Texto para leitura —
——————

Segundo Stella Paterniani, doutora em Antropologia Social e também pesquisadora do Observatório das Juventudes em Periferias Urbanas, a concentração de casos de covid-19 na periferia das cidades expõe o padrão de colonialidade no que se diz respeito à ocupação dos territórios.

Assim como os jovens, trabalhadoras domésticas e enfermeiras, entre outras ocupações, não tiveram o direito de permanecer em quarentena. Com o deslocamento, são ainda mais expostos ao vírus e, voltando para casa, se deparam com a precariedade da rede pública de saúde.

São pessoas e territórios, conforme sublinha a pesquisadora, que já eram atravessados por condições estruturais de desigualdade, que no Brasil são marcadas por raça e por classe. Como exemplo, ela cita uma pesquisa feita pela PUC-Rio, que mostrou que as chances de um paciente preto ou pardo e analfabeto morrer em decorrência do novo coronavírus no Brasil são 3,8 vezes maiores do que de um paciente branco e com nível superior.

Paterniani destaca ainda a questão da moradia, já que remoções urbanas continuam sendo executadas mesmo em meio à pandemia. Conforme mapeamento da campanha Despejo Zero, mais de 6 mil famílias brasileiras foram despejadas durante o período. Somente em São Paulo foram 1.681 despejos, o equivalente a 26% do total de casos.

——————

[Entradas de dados coletadas]
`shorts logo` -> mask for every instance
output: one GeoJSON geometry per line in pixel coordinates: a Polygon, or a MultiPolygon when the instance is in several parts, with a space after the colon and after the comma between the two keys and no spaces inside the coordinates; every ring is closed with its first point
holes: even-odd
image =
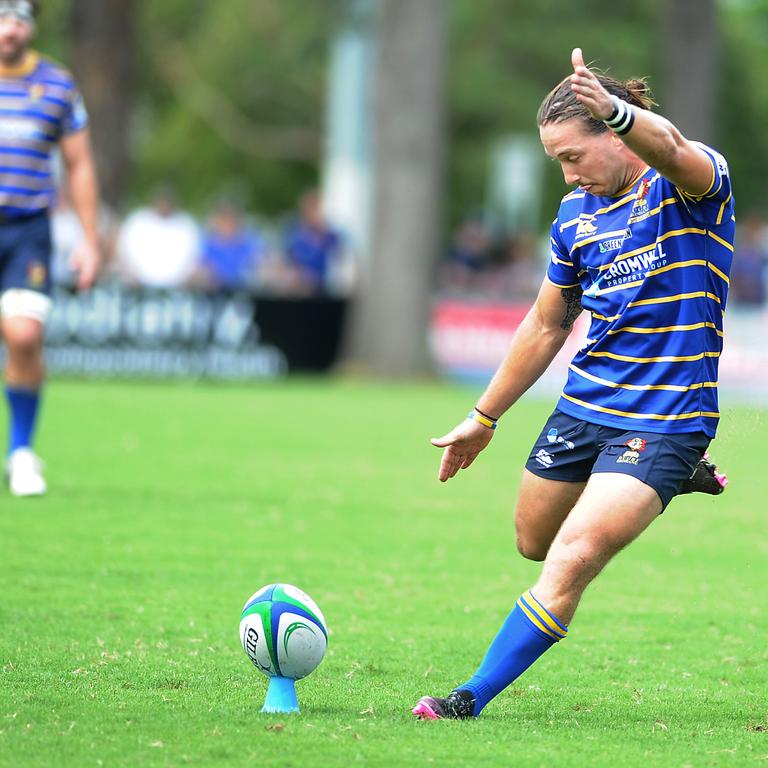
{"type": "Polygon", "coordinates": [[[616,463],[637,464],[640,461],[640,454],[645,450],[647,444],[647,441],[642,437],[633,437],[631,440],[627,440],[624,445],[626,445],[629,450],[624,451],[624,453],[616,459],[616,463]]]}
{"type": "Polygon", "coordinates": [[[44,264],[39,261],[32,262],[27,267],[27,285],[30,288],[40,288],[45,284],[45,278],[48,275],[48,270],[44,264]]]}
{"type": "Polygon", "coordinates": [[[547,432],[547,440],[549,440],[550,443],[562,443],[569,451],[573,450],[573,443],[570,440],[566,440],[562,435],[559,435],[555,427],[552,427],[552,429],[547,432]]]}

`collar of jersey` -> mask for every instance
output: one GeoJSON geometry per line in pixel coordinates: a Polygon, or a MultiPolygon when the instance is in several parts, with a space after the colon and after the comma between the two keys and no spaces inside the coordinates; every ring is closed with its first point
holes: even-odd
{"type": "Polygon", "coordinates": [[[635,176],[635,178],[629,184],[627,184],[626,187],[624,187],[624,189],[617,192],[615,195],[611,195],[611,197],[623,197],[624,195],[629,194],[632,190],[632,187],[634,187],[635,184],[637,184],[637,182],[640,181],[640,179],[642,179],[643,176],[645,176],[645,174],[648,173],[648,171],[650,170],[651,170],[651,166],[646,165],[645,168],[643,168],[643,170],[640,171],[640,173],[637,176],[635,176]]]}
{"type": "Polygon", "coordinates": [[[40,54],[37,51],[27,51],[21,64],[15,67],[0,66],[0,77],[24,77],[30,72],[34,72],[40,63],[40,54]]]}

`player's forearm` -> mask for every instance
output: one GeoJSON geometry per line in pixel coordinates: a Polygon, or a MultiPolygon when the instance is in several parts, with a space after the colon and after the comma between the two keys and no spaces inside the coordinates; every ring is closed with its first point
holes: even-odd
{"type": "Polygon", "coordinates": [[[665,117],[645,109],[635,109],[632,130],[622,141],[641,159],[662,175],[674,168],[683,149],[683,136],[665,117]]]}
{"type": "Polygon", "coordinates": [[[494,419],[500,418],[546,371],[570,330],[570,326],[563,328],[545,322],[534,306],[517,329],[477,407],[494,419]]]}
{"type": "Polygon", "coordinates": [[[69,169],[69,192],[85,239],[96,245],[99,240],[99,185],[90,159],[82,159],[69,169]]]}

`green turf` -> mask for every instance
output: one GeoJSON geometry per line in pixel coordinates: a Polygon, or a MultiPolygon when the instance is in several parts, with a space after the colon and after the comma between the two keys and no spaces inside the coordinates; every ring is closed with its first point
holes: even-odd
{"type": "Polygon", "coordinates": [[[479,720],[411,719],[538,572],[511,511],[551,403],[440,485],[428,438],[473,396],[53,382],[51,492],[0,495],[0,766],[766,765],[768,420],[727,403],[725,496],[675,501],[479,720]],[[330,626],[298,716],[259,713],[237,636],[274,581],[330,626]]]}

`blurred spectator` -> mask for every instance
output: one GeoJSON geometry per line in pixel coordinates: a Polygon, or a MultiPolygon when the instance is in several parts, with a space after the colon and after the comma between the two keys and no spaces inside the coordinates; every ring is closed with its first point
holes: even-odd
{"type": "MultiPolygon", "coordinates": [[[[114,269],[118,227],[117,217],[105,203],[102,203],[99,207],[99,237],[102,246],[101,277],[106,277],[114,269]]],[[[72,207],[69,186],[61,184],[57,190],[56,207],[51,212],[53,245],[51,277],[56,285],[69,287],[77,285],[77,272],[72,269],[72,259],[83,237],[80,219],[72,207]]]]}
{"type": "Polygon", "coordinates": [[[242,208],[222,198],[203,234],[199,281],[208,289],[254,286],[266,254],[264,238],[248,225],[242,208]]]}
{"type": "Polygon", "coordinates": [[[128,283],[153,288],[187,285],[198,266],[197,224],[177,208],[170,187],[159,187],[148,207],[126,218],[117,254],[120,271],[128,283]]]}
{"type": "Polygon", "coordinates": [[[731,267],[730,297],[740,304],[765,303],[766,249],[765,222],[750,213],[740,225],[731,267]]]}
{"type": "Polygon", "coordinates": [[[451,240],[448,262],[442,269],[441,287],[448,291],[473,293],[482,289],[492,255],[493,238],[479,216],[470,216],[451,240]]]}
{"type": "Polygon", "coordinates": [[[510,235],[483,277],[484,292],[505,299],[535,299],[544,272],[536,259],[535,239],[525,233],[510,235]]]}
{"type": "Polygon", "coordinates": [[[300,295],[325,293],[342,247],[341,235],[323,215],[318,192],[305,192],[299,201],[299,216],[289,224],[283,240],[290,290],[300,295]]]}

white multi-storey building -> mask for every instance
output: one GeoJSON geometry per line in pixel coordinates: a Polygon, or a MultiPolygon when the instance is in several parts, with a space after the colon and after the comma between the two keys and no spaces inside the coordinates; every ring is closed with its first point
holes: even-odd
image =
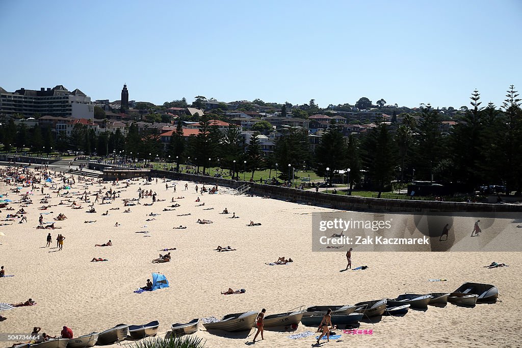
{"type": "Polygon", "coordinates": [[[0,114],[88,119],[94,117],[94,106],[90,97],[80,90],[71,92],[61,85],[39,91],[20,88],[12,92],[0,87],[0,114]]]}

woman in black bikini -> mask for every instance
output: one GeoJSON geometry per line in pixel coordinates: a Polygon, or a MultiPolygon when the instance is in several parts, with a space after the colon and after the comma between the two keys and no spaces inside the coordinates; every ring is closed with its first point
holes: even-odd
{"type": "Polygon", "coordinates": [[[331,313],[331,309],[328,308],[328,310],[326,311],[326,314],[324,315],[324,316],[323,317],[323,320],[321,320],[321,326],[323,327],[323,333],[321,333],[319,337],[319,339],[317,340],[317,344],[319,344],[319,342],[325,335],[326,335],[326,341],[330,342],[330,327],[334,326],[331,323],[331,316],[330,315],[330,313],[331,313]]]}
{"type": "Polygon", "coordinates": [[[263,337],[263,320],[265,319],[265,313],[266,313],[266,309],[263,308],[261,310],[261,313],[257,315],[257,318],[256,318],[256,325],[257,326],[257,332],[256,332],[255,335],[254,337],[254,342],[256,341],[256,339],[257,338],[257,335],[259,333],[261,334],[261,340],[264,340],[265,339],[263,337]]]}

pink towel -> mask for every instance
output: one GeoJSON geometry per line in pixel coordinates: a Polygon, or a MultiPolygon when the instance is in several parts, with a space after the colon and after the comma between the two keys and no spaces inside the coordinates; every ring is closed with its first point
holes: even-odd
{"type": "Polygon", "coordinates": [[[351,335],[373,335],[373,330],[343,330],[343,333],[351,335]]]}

——————

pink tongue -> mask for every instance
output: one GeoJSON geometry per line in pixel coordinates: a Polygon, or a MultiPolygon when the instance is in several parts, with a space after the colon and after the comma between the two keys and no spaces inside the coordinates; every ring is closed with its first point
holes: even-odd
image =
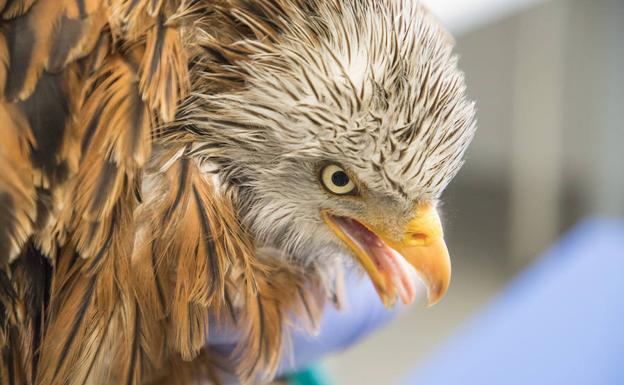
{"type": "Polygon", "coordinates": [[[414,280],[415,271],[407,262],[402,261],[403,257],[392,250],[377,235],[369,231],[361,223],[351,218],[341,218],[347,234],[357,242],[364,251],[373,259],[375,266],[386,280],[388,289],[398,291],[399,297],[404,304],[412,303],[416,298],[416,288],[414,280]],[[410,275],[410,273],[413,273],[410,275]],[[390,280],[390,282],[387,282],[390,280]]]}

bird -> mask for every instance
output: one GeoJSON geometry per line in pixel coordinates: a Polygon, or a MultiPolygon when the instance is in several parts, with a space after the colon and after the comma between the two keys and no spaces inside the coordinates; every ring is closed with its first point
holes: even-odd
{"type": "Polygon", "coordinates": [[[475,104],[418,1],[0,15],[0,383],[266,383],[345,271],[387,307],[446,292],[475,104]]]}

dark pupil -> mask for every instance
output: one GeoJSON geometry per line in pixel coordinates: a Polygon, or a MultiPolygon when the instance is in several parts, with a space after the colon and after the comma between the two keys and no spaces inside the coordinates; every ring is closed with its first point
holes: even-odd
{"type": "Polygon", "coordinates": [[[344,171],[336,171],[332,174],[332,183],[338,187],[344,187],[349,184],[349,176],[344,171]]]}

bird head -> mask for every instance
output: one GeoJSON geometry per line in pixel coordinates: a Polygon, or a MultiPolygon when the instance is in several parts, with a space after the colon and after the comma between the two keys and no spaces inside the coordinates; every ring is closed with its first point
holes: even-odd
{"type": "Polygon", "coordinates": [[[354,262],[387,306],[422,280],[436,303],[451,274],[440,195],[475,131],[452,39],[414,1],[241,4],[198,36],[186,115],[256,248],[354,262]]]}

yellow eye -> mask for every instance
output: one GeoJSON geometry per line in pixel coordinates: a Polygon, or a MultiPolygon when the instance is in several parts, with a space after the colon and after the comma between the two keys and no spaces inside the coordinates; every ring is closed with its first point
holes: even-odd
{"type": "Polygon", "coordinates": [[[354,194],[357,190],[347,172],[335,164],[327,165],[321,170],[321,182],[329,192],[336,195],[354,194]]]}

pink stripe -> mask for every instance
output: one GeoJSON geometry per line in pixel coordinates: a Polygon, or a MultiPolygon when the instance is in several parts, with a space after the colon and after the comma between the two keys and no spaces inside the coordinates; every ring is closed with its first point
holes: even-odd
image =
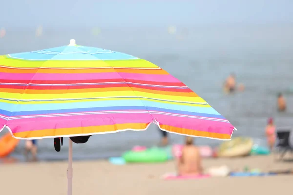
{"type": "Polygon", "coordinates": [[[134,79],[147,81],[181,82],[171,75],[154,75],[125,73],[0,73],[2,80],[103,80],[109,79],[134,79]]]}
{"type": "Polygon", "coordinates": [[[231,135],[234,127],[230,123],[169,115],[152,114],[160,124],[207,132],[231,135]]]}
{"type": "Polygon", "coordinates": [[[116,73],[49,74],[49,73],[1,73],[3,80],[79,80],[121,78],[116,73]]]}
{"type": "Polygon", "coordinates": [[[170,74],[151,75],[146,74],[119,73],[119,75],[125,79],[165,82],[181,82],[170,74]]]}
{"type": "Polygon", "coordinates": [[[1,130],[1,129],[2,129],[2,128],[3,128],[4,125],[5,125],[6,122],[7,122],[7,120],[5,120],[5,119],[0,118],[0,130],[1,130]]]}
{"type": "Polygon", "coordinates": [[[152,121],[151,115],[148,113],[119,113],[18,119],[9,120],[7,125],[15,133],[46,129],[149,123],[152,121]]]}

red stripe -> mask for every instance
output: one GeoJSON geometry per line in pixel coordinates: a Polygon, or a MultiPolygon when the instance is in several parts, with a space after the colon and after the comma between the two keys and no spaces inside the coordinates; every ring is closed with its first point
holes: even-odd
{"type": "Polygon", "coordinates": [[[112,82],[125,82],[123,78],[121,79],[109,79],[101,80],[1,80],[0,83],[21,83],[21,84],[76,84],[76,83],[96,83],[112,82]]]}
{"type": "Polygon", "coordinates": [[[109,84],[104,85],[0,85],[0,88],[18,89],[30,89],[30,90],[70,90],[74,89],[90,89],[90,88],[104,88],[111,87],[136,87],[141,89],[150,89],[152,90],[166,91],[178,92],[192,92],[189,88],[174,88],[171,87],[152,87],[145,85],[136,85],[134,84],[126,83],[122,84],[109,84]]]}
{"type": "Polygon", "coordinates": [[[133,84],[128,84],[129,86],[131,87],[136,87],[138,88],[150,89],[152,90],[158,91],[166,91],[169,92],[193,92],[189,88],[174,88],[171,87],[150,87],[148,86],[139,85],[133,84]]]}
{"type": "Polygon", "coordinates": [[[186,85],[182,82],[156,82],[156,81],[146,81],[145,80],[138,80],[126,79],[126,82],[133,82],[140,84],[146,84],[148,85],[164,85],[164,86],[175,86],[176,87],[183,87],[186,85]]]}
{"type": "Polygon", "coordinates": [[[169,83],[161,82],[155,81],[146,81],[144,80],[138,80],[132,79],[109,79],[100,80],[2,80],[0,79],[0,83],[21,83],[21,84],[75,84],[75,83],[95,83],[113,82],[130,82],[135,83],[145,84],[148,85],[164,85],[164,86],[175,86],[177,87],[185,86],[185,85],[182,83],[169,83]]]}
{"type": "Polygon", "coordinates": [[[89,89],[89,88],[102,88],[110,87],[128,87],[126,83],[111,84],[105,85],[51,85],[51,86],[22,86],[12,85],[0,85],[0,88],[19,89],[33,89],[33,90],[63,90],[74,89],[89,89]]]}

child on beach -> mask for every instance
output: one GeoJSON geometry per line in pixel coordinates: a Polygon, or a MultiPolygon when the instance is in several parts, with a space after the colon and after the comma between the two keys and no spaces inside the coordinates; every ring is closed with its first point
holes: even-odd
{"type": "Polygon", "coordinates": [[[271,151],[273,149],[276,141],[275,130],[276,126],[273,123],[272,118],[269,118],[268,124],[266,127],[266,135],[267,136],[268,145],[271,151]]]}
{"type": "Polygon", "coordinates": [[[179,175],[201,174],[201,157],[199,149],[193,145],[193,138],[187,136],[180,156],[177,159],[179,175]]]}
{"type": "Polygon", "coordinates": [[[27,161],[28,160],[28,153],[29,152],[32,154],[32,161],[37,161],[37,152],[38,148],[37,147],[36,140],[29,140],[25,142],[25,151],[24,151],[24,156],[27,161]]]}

——————

Objetivo da tarefa —
De acordo com o texto sobre a covid-19 nas periferias, quantas famílias brasileiras foram despejadas durante a pandemia, segundo a campanha Despejo Zero? Não é preciso consultar os registros.

Problema resolvido —
Mais de 6 mil famílias.